§ **What you need to do**
Reproduce verbatim the lines from the very first one through the line containing "M30 47L37 47L46", including both ends. Leave out the pictures.

[Start of Provided records]

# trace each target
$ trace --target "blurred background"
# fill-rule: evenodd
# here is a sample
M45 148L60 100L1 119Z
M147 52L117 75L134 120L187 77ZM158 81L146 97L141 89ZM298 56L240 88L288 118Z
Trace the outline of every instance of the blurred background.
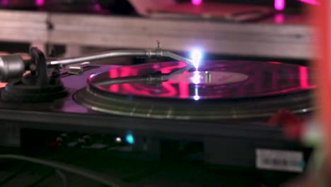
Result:
M30 47L37 47L46 54L54 49L56 57L65 57L110 50L155 48L159 41L163 49L185 57L199 49L208 60L280 62L315 68L319 35L310 24L310 10L320 4L318 0L0 0L0 52L28 53ZM143 62L146 62L126 57L93 63ZM139 155L133 159L120 152L113 154L107 149L81 149L76 144L51 151L50 154L49 149L40 149L37 157L74 163L101 173L108 172L108 166L112 166L117 170L112 170L111 176L132 186L330 186L325 182L328 180L324 167L325 149L320 147L320 129L315 128L320 127L320 120L315 118L314 115L304 118L304 124L308 124L305 127L310 128L307 128L306 136L298 140L310 152L312 148L318 150L312 153L311 166L305 166L312 171L311 175L306 170L254 170L248 174L245 169L231 168L229 172L213 166L205 172L201 162L190 162L192 158L180 166L178 163L182 161L178 159L153 164L145 156L141 156L145 161L137 161ZM31 135L45 132L25 131L21 136L27 135L28 138L19 142L16 130L8 125L0 132L1 144L6 145L0 152L18 152L13 147L22 144L28 144L25 147L29 149L35 145L42 148L45 144L37 142L50 141L45 137L28 141ZM77 140L82 137L76 132L71 136ZM35 149L29 149L23 151L35 154ZM119 158L120 162L112 162ZM72 174L64 178L61 172L32 164L0 162L0 164L1 186L100 185Z

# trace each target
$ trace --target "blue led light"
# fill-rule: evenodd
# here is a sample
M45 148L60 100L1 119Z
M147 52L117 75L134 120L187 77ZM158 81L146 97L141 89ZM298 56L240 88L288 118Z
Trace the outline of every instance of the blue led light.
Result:
M134 137L131 134L127 135L127 137L125 137L125 140L127 140L127 142L128 142L129 144L132 144L134 143Z

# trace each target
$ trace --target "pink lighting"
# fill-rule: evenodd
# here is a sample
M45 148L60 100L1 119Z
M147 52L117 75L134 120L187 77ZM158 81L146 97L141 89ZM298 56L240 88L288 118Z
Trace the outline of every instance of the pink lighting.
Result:
M8 5L8 0L1 0L1 5Z
M285 8L285 0L274 0L274 8L282 11Z
M319 0L298 0L298 1L301 1L303 3L313 4L313 5L320 5L320 4Z
M303 89L309 88L309 84L308 81L308 69L306 67L301 67L300 71L300 86Z
M274 21L278 23L281 24L284 23L284 14L282 13L277 13L274 16Z
M42 6L44 3L44 0L35 0L35 5L37 5L37 6Z
M193 5L199 6L202 3L202 0L192 0Z

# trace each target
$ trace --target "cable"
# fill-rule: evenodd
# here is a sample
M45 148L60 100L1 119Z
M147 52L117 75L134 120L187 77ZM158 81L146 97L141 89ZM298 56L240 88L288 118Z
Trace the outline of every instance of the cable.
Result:
M69 173L75 174L77 175L83 176L88 178L91 180L98 181L100 183L107 185L108 186L119 187L120 185L109 181L108 179L98 176L97 174L93 174L91 171L86 171L76 166L69 166L65 164L57 163L52 161L47 161L40 159L31 158L25 156L15 155L15 154L0 154L0 159L18 159L25 162L29 162L40 165L47 166L57 169L66 171Z

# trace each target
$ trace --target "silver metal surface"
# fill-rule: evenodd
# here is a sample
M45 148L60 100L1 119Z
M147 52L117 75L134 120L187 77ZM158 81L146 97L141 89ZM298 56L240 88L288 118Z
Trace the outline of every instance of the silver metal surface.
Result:
M0 81L8 81L20 78L25 71L25 64L20 55L0 57Z
M0 21L1 41L144 49L158 40L171 51L308 60L315 50L315 34L300 15L236 23L1 10Z
M82 66L71 66L68 70L68 73L71 74L81 74L83 72L83 69Z
M95 54L91 54L88 55L84 55L81 57L68 57L58 59L56 60L52 60L47 62L48 64L50 65L69 65L72 64L81 63L84 62L94 61L102 59L113 58L113 57L170 57L175 60L183 62L190 66L193 65L193 62L187 58L181 57L177 54L175 54L168 51L162 51L160 48L156 48L156 50L114 50L114 51L107 51L103 52L98 52Z

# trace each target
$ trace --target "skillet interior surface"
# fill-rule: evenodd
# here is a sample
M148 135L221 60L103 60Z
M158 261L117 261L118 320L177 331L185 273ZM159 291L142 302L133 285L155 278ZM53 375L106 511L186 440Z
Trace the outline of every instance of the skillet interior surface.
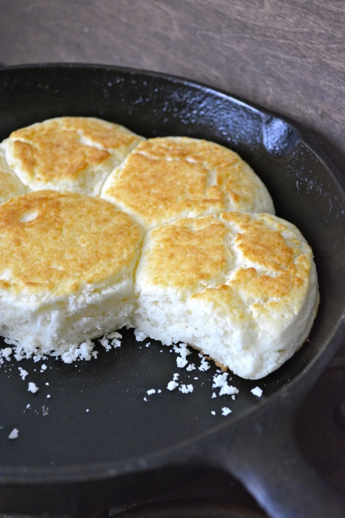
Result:
M67 114L100 117L146 137L203 137L239 153L266 183L277 215L298 226L312 246L321 301L309 342L279 370L256 382L232 376L235 400L212 397L217 369L211 364L199 370L197 353L188 357L195 370L179 369L169 348L138 342L131 330L122 332L120 348L107 352L97 345L97 360L5 362L0 368L4 482L68 479L78 467L78 476L85 477L91 465L116 466L231 426L307 375L330 347L343 311L343 187L295 126L223 92L155 73L82 65L0 70L0 139ZM28 373L25 380L19 367ZM178 372L193 393L167 390ZM29 381L39 387L36 394L28 392ZM260 399L251 393L256 385L263 391ZM155 393L149 395L151 389ZM222 415L223 407L232 413ZM11 441L14 428L19 435Z

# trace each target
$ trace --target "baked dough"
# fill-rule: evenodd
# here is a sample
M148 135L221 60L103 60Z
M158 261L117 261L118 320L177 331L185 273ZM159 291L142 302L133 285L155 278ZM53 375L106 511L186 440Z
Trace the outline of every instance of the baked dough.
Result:
M101 197L146 229L221 211L274 213L266 186L236 153L188 137L142 141L108 178Z
M309 335L311 249L226 148L60 117L3 141L0 184L0 334L18 359L90 359L127 326L257 379Z
M0 203L10 198L24 194L26 191L25 186L8 167L4 152L0 148Z
M99 119L57 117L12 132L1 147L9 167L31 190L96 196L142 138Z
M245 378L277 369L301 347L319 294L312 252L268 214L186 218L146 235L133 325L200 350Z
M1 205L0 334L17 357L89 358L91 340L128 324L141 239L94 197L43 191Z

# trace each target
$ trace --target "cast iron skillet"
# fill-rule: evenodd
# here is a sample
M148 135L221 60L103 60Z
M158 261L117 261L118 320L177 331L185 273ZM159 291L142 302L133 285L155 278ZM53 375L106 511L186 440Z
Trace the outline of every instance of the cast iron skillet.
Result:
M0 510L90 512L215 466L241 481L272 516L343 518L340 496L301 458L291 431L296 409L344 339L343 178L302 128L204 85L106 66L0 70L0 139L67 114L103 118L147 137L204 137L238 152L267 185L278 215L312 247L321 301L309 341L279 370L258 382L233 376L235 401L211 397L216 369L198 370L197 353L188 358L196 370L179 369L168 348L146 347L131 331L120 348L99 346L97 361L48 359L45 370L44 362L22 361L25 380L16 361L5 362ZM166 390L176 372L192 393ZM37 393L28 392L28 381ZM257 385L261 398L251 392ZM232 413L222 415L223 407ZM10 440L15 427L19 436Z

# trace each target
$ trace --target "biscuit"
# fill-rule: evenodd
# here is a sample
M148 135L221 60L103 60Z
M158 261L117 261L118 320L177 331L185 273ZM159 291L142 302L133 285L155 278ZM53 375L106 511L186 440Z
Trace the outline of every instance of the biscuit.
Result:
M0 148L0 203L10 198L24 194L27 190L26 187L7 165L4 152Z
M186 343L244 378L278 368L308 337L319 302L311 249L275 215L183 218L146 235L132 322Z
M108 177L100 195L146 229L182 217L275 211L266 186L236 153L188 137L142 141Z
M15 356L90 359L90 340L127 325L142 239L97 198L35 191L0 205L0 334Z
M92 117L57 117L12 132L1 143L9 167L31 190L96 196L142 137Z

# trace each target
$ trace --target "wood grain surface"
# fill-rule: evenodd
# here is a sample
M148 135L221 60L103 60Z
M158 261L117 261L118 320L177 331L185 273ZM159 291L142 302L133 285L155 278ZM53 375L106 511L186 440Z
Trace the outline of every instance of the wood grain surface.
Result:
M342 0L13 0L0 62L78 62L207 83L315 131L345 157Z

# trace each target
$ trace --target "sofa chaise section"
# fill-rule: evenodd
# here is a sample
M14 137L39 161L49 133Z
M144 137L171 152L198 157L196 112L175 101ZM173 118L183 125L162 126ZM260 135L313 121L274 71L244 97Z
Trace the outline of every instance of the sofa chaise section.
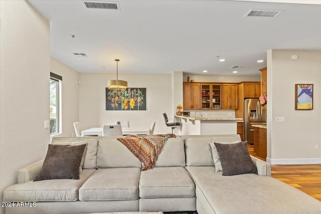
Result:
M169 139L155 167L140 173L139 211L196 210L195 185L185 169L182 138Z
M270 164L254 157L252 159L258 174L222 176L222 171L216 171L210 163L213 160L209 157L209 143L224 139L198 140L187 138L185 146L186 168L196 184L199 214L320 213L320 201L271 177ZM201 161L198 151L204 153Z

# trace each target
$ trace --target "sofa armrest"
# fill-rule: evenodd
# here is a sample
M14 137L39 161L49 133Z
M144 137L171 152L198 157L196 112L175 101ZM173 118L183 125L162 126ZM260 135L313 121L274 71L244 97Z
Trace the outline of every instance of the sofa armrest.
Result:
M257 168L257 174L259 175L271 176L271 164L266 161L250 155L253 162Z
M18 183L25 183L34 179L40 173L44 160L36 162L18 170Z

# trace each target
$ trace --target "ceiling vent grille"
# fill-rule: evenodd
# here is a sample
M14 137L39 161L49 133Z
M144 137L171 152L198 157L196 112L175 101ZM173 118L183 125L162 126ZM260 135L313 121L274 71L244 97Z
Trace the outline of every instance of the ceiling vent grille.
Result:
M231 67L231 69L237 69L238 68L241 68L241 66L233 66L233 67Z
M74 54L74 55L76 56L76 57L88 57L88 56L86 55L86 54L82 54L82 53L73 53L73 54Z
M119 10L119 6L118 3L86 1L84 3L87 8Z
M275 17L282 12L282 11L270 11L266 10L254 10L251 9L250 11L244 16L246 17Z

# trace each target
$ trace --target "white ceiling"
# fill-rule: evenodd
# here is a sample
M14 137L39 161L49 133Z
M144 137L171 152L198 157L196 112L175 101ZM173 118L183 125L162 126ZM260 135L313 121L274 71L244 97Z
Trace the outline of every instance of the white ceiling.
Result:
M87 9L82 0L29 2L50 21L51 57L79 72L114 73L119 59L120 73L235 75L230 68L240 66L236 75L259 75L268 50L321 50L320 5L108 1L118 3L114 11ZM251 9L283 12L244 17Z

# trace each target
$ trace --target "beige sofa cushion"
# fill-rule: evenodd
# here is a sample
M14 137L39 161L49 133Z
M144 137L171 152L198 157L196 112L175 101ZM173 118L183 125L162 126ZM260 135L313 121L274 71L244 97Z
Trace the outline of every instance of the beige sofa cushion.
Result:
M180 137L169 138L156 161L155 167L185 167L184 142Z
M98 143L97 167L139 167L141 163L116 138L102 138Z
M182 167L155 167L142 171L139 179L139 197L186 197L195 196L195 185Z
M95 169L97 160L97 150L98 148L98 140L95 139L85 138L63 138L54 137L51 141L52 144L65 144L77 142L87 144L84 156L84 164L83 169Z
M213 137L186 138L185 149L187 166L212 166L213 165L210 143Z
M140 173L135 167L99 169L79 188L79 200L138 199Z
M186 168L197 183L196 197L206 213L317 213L321 210L320 201L270 176L226 176L214 167Z
M96 169L84 169L79 180L30 181L4 191L5 201L71 201L78 199L78 189Z

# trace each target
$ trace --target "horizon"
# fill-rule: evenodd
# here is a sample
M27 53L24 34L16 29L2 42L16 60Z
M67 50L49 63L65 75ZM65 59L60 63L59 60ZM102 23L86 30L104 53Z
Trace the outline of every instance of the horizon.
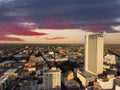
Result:
M119 0L0 0L0 43L83 44L105 31L106 44L120 44L119 10Z

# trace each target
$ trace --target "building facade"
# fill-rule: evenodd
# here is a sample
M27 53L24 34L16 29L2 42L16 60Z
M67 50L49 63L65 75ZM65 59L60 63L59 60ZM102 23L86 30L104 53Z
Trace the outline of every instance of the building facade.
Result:
M44 90L61 90L61 70L57 68L43 70Z
M85 70L98 75L103 72L103 33L87 32L85 36Z

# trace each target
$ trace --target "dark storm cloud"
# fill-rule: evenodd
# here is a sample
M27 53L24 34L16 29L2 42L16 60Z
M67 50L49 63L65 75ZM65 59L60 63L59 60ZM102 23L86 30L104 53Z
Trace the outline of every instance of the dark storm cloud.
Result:
M9 0L7 0L9 1ZM0 22L35 23L34 28L114 31L120 0L11 0L0 4Z

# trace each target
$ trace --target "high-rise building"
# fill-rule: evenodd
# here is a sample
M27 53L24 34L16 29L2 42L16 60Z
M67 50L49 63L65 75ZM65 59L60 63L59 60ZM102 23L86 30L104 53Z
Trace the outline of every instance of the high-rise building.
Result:
M43 70L44 90L61 90L61 70L58 68Z
M85 36L85 70L98 75L103 72L103 32L87 32Z

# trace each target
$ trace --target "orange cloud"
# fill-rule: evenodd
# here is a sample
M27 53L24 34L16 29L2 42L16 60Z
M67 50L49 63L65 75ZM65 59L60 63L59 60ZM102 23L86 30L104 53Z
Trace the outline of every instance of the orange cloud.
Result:
M65 37L52 37L52 38L45 38L46 40L58 40L58 39L66 39Z
M24 41L20 38L0 36L0 41Z

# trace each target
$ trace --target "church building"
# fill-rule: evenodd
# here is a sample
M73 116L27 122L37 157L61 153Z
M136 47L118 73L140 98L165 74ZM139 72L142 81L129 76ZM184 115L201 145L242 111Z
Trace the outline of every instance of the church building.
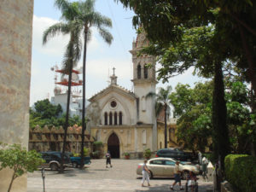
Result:
M103 143L113 158L124 157L127 152L131 158L141 158L145 148L157 150L157 125L154 110L155 58L137 56L148 44L145 34L140 33L132 43L134 92L118 84L117 76L110 77L111 84L89 99L87 108L90 134ZM147 64L152 67L147 67Z

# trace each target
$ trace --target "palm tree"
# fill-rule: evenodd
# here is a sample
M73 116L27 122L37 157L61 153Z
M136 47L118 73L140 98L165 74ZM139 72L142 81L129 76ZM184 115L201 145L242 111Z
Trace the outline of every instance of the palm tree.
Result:
M69 117L69 104L71 94L71 78L73 67L75 67L81 55L81 39L80 32L81 27L79 22L75 20L78 12L78 3L69 3L67 0L55 0L55 5L61 9L64 22L56 23L44 32L43 44L45 44L50 38L55 37L59 33L63 35L69 34L70 39L67 44L64 59L62 61L62 69L68 74L68 90L67 90L67 113L66 121L64 125L64 139L61 153L61 163L60 172L63 172L64 154L67 141L67 131L68 127Z
M157 94L154 92L149 92L146 97L148 96L156 96L155 102L155 113L156 116L160 114L161 110L164 108L165 112L165 148L167 148L167 117L169 117L171 104L169 102L169 96L172 92L172 86L168 85L166 89L160 88Z
M77 20L79 21L80 26L84 29L84 57L83 57L83 113L82 113L82 145L81 145L81 165L84 167L84 131L86 130L86 124L84 122L85 117L85 67L86 67L86 51L87 41L90 40L91 34L91 26L96 26L99 31L100 35L106 43L110 44L113 40L111 33L105 28L112 26L112 21L109 18L102 15L96 12L95 0L86 0L85 2L79 2L79 14Z

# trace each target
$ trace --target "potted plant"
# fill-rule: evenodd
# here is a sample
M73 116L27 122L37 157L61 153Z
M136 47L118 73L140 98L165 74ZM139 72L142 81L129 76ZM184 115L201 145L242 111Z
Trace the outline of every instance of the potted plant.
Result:
M125 160L130 159L130 154L129 153L125 152L124 154L125 154Z
M146 149L144 150L143 156L144 156L144 158L146 158L147 160L149 160L149 159L150 159L150 157L151 157L151 150L150 150L150 148L146 148Z

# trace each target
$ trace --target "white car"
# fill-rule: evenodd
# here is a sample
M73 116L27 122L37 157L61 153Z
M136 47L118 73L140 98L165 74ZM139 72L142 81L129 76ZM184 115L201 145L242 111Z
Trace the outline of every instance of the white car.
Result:
M174 167L176 160L172 158L154 158L148 160L147 166L149 173L149 177L174 177ZM143 163L137 166L137 174L142 175ZM196 166L189 165L188 162L181 161L180 168L182 171L182 178L186 179L189 175L189 172L193 172L195 175L198 175L200 171Z

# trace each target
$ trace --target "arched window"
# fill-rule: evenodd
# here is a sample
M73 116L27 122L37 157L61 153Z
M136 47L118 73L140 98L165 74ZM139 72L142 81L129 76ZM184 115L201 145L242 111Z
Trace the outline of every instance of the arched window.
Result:
M144 65L144 79L148 79L148 67Z
M109 113L109 125L112 125L112 112Z
M141 79L142 78L142 67L140 64L138 64L137 66L137 79Z
M119 125L123 125L123 113L119 112Z
M116 112L114 112L114 113L113 113L113 124L114 124L114 125L117 125L117 113Z
M104 125L108 125L108 113L107 113L107 112L105 112L105 113L104 113Z

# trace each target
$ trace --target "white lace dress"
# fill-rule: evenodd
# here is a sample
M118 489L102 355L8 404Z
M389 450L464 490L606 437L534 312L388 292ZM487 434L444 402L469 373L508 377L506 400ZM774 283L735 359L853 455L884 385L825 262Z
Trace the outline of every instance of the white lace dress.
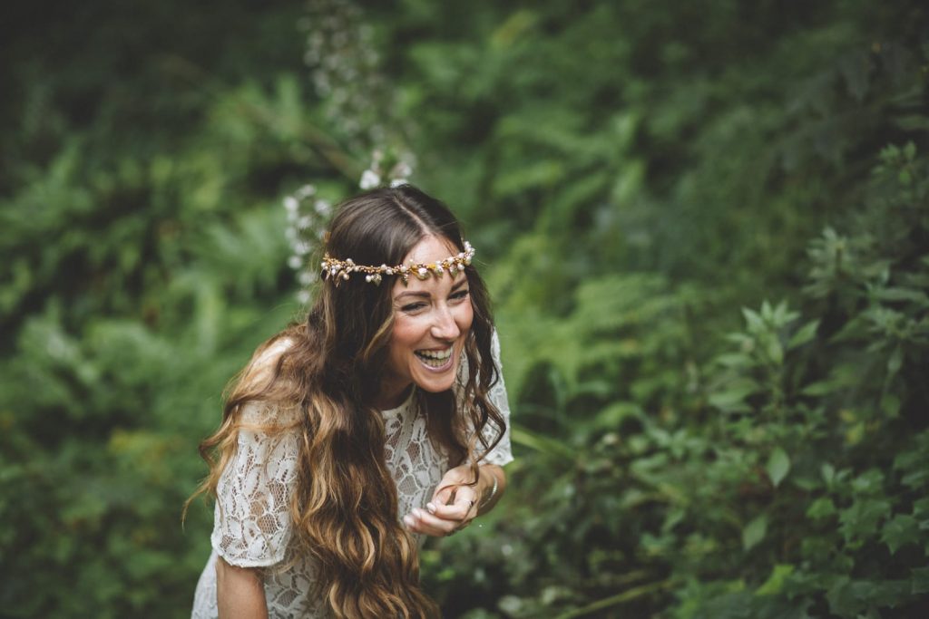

[End of Provided records]

§ **Task output**
# trace each target
$ trace --target "blurred background"
# fill-rule: evenodd
# here is a sample
M45 148L60 100L1 119Z
M147 52L117 75L134 120L187 77ZM158 81L146 97L141 89ZM298 56L240 88L288 118Z
Trace the outline of every instance of the blurred background.
Result:
M30 47L37 47L46 54L54 49L56 57L65 57L110 50L155 48L159 41L163 49L185 57L199 49L208 60L280 62L315 68L319 35L310 24L310 10L320 4L318 0L0 0L0 52L28 53ZM143 62L146 62L126 57L93 63ZM139 155L133 159L120 152L113 154L107 149L81 149L76 144L51 151L50 154L49 149L40 149L37 157L74 163L101 173L108 172L108 166L112 166L117 170L112 170L111 176L132 186L330 186L325 182L328 180L324 167L325 149L320 147L320 129L315 128L320 127L320 120L315 118L314 115L304 118L304 124L308 124L305 127L310 128L307 128L306 136L298 140L310 152L312 148L318 150L312 153L311 166L305 166L312 171L311 175L306 170L254 170L248 174L245 169L231 168L229 172L213 166L205 172L201 162L190 162L192 158L180 166L178 163L182 161L178 159L153 164L145 156L141 156L145 161L137 161ZM31 135L45 132L25 131L21 136L27 135L28 138L19 142L16 130L8 125L0 132L1 144L6 145L0 152L18 152L13 147L22 144L28 144L25 147L29 149L35 145L42 148L45 144L37 142L50 141L45 137L28 141ZM77 140L82 137L76 132L71 136ZM35 149L29 149L23 151L35 154ZM119 158L120 162L112 162ZM72 174L64 178L61 172L32 164L0 162L0 164L1 186L100 185Z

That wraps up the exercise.